[Assigned task] Your output should be the lines of the entries below, exactly, from the first one through the line that holds "Indicate the striped".

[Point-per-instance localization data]
-- Opening Marker --

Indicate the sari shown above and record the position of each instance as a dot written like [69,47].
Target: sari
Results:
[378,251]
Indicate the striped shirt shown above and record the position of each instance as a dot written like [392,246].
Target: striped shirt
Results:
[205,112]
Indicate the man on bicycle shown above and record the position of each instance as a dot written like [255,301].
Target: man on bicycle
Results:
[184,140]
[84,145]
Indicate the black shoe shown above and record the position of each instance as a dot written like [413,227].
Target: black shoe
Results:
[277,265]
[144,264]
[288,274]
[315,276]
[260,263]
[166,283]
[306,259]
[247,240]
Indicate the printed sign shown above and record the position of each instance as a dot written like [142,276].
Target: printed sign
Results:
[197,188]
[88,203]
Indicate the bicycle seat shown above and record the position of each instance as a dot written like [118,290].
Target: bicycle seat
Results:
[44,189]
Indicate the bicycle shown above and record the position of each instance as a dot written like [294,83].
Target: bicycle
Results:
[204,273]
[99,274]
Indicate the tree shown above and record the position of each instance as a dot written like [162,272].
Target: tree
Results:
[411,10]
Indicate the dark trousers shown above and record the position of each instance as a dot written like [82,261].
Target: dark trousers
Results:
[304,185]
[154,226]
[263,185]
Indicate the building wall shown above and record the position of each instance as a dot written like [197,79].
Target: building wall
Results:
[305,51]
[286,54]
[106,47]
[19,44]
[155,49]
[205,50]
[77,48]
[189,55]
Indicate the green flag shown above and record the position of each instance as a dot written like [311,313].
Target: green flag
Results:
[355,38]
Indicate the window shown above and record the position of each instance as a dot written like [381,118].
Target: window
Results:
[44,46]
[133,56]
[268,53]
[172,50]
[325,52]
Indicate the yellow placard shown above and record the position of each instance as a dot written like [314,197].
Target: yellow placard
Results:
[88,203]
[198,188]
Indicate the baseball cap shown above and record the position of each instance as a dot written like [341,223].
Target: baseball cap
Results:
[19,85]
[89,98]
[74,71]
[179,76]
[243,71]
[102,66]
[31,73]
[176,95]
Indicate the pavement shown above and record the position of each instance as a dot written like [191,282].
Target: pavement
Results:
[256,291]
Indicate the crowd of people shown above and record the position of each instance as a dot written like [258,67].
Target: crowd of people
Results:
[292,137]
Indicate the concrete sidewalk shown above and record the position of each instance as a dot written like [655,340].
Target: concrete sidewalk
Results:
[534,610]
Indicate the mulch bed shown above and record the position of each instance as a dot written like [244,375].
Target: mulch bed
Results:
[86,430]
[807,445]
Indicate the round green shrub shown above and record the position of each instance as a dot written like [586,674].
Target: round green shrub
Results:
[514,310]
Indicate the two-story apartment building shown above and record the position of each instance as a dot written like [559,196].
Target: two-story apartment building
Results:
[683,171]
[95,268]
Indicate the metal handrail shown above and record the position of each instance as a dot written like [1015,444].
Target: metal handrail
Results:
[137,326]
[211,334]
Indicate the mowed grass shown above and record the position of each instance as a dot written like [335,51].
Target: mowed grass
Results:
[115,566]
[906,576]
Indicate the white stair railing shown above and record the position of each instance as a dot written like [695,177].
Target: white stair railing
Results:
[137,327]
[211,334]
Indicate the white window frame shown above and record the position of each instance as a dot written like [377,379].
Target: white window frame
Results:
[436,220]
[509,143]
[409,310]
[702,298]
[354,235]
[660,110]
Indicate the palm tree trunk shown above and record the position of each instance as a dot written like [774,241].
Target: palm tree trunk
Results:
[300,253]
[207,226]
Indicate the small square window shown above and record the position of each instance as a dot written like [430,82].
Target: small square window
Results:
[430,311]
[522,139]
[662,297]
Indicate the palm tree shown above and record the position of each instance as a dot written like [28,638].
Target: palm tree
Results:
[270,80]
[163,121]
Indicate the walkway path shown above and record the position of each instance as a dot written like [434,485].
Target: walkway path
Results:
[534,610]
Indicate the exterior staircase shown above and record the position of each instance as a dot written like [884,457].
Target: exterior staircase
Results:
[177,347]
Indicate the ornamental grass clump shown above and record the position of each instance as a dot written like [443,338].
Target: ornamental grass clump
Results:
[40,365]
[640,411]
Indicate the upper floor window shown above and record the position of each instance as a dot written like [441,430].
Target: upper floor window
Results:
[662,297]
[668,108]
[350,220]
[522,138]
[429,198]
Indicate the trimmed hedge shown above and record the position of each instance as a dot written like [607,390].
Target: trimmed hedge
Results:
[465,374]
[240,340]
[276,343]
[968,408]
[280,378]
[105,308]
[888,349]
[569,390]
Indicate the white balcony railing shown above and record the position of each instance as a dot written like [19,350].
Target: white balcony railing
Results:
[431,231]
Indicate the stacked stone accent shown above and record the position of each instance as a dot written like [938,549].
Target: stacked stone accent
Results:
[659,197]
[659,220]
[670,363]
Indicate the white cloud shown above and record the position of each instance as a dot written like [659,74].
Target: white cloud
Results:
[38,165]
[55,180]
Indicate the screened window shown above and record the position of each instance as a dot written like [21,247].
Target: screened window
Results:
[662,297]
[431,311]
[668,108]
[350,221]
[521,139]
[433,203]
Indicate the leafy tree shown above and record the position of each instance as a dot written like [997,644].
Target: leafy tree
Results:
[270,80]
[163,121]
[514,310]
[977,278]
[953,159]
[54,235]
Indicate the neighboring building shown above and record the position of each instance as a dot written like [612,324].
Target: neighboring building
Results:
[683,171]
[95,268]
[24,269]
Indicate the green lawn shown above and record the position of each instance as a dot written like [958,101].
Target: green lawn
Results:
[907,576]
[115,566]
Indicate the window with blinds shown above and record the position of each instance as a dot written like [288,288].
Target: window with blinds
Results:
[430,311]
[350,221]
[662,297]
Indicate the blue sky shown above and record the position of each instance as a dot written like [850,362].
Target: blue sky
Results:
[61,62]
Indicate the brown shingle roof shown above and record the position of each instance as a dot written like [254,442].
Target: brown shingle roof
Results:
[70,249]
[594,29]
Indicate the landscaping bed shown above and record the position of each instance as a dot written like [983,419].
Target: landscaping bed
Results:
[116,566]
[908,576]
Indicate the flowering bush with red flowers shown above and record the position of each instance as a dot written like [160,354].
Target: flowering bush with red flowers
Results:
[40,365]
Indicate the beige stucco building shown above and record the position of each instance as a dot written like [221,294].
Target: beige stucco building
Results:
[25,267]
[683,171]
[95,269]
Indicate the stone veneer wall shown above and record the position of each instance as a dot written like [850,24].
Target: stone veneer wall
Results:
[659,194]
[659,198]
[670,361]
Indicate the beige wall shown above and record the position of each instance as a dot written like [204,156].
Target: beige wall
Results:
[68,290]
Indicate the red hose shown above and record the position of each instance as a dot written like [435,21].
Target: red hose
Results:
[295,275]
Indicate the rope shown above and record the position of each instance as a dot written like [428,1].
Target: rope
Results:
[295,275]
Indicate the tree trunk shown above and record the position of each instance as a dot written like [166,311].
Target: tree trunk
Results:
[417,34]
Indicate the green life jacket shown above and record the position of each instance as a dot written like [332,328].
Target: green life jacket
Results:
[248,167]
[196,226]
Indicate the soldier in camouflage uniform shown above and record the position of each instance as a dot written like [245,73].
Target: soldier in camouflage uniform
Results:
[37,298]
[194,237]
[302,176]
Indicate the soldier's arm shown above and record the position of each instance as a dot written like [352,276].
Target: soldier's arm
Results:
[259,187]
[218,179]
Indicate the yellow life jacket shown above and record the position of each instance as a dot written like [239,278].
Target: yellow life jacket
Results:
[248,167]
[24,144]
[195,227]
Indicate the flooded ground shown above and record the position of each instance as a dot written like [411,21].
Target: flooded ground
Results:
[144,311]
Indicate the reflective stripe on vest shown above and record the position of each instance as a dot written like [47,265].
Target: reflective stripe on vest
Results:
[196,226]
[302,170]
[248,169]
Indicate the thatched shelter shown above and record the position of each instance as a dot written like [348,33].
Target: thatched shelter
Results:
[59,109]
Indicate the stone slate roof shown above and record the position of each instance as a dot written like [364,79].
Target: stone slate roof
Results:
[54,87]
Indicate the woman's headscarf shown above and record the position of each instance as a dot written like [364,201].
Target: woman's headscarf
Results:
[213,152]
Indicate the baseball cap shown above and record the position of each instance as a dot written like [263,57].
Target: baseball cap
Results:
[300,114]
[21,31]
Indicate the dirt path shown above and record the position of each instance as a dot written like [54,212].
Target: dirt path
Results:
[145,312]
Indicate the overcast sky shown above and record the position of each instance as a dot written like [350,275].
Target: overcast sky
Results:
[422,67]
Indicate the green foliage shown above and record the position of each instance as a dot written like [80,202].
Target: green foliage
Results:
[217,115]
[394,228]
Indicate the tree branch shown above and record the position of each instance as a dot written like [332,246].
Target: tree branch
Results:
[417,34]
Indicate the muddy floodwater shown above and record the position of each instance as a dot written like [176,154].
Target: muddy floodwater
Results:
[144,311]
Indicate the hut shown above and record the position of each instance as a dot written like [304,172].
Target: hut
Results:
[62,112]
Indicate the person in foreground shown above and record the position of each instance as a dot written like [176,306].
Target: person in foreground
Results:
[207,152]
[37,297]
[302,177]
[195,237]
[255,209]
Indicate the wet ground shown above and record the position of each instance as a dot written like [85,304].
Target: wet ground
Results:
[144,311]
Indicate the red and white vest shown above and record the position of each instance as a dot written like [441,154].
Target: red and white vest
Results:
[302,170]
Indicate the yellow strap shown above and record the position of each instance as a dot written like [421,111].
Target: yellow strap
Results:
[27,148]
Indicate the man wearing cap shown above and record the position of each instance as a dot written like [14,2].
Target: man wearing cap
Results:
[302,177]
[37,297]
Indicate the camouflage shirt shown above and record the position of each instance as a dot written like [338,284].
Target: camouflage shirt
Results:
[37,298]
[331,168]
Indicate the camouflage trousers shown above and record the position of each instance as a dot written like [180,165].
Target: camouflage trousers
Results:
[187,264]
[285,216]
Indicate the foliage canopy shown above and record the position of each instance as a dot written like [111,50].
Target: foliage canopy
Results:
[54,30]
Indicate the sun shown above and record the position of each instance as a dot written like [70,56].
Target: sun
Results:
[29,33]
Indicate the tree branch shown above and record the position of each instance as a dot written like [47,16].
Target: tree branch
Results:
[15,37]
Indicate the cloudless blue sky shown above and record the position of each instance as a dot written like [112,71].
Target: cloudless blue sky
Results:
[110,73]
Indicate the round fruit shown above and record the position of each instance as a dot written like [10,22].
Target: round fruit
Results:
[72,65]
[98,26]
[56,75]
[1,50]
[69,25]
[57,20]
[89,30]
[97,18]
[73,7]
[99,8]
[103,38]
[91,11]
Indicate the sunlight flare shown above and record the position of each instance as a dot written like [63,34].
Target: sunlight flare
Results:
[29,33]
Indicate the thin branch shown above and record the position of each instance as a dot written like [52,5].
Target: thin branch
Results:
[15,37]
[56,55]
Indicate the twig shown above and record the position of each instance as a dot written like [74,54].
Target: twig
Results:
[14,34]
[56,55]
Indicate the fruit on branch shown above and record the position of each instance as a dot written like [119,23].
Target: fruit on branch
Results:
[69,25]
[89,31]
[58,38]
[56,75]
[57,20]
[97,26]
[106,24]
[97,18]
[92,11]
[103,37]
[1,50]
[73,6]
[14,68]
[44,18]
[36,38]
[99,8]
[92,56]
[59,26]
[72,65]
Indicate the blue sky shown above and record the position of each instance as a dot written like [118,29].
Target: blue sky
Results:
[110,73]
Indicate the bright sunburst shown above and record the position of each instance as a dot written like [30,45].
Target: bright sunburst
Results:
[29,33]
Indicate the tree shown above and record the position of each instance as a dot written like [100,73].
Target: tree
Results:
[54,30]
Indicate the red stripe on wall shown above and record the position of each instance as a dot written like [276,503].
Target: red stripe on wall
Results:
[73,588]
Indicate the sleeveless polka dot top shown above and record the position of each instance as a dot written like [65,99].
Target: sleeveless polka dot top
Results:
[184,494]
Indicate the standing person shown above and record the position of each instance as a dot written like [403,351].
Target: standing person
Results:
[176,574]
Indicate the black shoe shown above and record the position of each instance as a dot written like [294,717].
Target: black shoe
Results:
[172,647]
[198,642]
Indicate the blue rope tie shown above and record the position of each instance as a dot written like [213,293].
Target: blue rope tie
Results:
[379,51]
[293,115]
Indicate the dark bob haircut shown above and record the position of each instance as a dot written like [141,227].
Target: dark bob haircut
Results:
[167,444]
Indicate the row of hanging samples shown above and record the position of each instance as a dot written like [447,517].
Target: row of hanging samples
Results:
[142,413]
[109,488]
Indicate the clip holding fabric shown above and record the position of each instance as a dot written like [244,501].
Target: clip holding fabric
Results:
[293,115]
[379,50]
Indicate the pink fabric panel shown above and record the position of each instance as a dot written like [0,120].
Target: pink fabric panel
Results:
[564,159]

-- Closing Marker --

[Output below]
Indicate the sari shown above and record the position of each instance as a dot written like [69,47].
Target: sari
Results:
[378,251]
Indicate the striped shirt shown above and record the position of each instance as a dot written like [392,246].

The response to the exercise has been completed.